Gather every line in the data below that contains the string "puffer", and copy each one unchanged.

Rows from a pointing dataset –
□ □ □ □ □ □ □

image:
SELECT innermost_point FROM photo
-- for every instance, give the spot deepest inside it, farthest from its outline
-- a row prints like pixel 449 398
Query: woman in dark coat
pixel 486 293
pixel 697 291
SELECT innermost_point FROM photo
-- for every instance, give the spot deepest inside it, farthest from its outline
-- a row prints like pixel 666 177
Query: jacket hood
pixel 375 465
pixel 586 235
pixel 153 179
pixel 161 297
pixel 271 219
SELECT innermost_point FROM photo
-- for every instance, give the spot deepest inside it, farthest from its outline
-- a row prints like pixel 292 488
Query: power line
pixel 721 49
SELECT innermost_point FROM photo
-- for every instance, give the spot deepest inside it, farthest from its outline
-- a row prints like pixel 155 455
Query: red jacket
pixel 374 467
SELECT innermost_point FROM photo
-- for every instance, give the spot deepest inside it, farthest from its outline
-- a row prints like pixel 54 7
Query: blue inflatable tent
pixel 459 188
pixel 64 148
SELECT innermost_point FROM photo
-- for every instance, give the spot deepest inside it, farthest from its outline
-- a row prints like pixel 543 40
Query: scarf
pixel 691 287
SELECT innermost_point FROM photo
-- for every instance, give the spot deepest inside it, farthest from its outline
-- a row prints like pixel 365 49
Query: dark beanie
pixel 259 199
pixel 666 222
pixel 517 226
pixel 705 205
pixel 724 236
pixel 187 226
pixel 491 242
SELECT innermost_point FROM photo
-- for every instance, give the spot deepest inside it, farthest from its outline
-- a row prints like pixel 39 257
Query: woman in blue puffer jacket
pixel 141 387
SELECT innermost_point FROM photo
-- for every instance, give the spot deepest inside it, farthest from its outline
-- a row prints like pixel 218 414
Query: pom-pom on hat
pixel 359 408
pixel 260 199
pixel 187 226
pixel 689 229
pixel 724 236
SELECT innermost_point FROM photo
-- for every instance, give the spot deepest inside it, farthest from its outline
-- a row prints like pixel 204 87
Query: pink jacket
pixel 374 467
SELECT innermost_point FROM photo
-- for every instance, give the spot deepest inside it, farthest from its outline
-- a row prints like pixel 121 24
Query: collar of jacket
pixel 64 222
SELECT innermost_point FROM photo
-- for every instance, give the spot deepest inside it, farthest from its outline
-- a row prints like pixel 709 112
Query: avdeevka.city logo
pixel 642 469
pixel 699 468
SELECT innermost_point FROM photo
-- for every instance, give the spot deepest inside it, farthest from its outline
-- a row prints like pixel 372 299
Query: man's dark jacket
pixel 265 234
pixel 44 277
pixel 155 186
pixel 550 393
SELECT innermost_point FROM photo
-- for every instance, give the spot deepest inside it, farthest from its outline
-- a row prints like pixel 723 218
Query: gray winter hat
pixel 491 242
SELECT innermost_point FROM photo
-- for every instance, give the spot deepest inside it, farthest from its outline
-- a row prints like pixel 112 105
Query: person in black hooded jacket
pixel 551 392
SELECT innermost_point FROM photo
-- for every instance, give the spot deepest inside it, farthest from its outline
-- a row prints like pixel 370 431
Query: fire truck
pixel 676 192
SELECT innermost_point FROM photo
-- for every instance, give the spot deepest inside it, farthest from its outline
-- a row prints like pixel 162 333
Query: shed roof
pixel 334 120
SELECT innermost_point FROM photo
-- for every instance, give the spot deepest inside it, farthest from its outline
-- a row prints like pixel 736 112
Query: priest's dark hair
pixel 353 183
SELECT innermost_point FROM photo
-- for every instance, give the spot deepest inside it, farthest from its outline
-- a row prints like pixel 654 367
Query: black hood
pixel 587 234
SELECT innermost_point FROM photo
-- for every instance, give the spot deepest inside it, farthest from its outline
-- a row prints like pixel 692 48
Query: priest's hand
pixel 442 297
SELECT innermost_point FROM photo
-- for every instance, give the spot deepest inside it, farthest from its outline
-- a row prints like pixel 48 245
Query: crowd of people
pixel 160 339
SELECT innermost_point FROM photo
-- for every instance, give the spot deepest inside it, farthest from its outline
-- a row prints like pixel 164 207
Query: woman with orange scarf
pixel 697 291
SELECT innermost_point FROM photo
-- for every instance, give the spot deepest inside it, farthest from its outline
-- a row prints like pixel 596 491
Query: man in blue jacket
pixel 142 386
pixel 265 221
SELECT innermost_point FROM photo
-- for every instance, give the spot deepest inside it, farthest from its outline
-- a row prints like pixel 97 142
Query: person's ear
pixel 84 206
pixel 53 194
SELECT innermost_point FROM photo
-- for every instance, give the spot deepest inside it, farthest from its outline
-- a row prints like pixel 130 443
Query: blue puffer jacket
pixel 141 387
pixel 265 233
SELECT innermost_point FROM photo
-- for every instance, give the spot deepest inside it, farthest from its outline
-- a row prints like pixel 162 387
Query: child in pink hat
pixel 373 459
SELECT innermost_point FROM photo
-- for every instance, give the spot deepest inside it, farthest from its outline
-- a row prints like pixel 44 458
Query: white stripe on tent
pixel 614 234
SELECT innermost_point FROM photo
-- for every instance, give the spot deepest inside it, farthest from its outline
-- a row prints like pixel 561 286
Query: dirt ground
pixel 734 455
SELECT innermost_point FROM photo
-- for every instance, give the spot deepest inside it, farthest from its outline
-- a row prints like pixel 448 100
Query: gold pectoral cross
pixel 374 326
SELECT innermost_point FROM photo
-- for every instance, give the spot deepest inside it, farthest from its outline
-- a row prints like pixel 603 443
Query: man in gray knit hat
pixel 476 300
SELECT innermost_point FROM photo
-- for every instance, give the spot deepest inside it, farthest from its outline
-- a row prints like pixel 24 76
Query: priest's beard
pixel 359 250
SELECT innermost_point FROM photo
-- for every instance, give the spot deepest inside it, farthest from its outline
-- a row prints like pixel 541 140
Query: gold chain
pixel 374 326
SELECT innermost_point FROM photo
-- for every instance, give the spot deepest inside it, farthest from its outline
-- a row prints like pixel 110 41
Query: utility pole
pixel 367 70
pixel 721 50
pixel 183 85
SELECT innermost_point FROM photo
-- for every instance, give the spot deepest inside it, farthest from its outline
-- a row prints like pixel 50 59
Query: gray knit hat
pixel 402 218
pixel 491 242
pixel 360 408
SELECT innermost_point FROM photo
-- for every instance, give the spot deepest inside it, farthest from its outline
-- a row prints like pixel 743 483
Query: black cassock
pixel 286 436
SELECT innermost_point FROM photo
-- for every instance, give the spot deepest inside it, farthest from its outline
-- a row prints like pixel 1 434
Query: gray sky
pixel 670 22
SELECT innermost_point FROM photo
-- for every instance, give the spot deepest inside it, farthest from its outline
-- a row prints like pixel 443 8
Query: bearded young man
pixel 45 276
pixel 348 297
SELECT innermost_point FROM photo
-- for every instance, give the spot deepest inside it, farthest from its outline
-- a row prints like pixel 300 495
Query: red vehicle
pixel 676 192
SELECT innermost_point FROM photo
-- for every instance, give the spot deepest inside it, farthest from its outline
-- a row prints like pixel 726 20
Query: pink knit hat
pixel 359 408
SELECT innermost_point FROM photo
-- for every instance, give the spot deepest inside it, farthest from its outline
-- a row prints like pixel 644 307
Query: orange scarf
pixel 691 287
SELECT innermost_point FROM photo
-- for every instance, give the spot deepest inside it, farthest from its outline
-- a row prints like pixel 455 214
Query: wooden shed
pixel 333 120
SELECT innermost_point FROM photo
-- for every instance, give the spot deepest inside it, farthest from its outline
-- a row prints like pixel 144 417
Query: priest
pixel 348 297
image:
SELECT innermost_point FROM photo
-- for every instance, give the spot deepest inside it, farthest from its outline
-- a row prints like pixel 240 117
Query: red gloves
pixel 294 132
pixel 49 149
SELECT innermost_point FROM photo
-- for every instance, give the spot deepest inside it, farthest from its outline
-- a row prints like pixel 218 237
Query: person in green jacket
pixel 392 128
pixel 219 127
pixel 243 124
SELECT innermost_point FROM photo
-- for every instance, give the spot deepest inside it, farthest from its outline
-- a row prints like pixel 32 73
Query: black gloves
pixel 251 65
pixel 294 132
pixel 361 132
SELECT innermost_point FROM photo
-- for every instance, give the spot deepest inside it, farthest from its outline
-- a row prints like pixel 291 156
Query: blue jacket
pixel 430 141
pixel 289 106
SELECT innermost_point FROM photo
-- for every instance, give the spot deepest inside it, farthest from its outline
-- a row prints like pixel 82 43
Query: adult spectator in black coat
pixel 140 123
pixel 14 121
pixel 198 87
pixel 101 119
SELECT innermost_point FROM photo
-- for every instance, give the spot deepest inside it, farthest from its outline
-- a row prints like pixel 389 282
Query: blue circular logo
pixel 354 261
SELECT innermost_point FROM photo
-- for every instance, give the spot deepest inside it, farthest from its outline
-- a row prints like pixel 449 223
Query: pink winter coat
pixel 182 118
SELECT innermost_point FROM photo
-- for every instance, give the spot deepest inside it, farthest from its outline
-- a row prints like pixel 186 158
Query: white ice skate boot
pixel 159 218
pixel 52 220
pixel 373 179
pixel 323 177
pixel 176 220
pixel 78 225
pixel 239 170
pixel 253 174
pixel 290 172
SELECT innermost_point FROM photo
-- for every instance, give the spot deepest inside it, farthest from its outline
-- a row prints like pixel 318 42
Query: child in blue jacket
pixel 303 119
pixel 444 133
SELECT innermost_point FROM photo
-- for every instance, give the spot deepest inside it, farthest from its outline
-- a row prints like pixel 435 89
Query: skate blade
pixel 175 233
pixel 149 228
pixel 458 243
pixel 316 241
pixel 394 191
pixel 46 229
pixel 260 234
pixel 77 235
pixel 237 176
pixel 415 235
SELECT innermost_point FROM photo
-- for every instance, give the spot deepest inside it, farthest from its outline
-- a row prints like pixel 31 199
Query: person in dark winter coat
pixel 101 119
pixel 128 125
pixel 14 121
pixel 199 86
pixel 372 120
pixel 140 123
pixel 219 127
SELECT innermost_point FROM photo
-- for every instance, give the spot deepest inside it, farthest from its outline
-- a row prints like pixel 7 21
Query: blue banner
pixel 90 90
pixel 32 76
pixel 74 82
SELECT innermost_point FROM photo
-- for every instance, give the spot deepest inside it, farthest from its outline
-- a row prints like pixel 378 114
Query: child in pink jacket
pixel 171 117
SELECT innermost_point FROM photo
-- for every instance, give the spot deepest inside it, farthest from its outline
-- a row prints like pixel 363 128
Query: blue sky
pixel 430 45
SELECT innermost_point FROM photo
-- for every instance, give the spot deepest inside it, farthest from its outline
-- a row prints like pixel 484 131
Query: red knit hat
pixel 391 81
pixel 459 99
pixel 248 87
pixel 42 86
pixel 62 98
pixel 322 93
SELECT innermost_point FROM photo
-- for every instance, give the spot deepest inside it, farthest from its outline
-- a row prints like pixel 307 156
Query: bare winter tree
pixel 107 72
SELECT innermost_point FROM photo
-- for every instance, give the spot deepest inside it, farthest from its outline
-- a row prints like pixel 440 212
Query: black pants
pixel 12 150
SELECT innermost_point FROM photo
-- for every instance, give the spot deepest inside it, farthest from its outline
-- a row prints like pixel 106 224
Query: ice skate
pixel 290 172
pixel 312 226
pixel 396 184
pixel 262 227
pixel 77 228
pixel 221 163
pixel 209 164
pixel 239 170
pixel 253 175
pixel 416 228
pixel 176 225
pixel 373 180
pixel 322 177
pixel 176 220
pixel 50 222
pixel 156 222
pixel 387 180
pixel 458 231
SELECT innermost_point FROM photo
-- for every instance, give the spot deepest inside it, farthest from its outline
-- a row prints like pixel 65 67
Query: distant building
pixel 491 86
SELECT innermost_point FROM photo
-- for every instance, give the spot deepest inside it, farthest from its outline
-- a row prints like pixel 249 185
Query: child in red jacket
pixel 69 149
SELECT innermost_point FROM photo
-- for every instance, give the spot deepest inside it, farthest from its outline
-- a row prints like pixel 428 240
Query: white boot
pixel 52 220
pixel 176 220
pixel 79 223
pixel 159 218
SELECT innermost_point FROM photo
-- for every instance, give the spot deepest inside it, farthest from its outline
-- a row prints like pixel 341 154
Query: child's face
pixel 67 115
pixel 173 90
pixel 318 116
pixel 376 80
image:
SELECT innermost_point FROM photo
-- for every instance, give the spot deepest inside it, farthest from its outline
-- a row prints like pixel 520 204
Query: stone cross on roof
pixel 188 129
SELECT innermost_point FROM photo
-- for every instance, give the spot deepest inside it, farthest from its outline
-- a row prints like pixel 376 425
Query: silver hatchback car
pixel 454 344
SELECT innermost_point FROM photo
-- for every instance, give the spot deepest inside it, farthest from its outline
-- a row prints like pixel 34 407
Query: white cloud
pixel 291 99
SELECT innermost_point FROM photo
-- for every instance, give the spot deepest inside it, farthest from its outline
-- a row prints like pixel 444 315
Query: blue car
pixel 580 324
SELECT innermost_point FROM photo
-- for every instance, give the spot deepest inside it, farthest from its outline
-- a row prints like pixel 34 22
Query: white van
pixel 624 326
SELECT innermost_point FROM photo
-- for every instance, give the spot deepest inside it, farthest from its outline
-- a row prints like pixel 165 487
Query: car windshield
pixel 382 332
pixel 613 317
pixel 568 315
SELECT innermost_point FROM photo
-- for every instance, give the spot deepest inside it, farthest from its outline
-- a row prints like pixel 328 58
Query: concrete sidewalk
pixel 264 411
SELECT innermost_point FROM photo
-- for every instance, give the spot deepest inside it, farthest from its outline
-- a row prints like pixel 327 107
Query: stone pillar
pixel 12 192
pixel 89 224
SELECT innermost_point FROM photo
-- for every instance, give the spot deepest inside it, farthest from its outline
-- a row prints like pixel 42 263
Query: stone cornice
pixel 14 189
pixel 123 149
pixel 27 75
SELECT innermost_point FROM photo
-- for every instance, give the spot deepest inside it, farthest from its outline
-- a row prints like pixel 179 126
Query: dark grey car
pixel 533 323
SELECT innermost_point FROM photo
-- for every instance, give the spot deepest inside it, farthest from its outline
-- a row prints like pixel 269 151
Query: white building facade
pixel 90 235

□ □ □ □ □ □ □

Response –
Query: woman in blue puffer jacket
Query: blue puffer jacket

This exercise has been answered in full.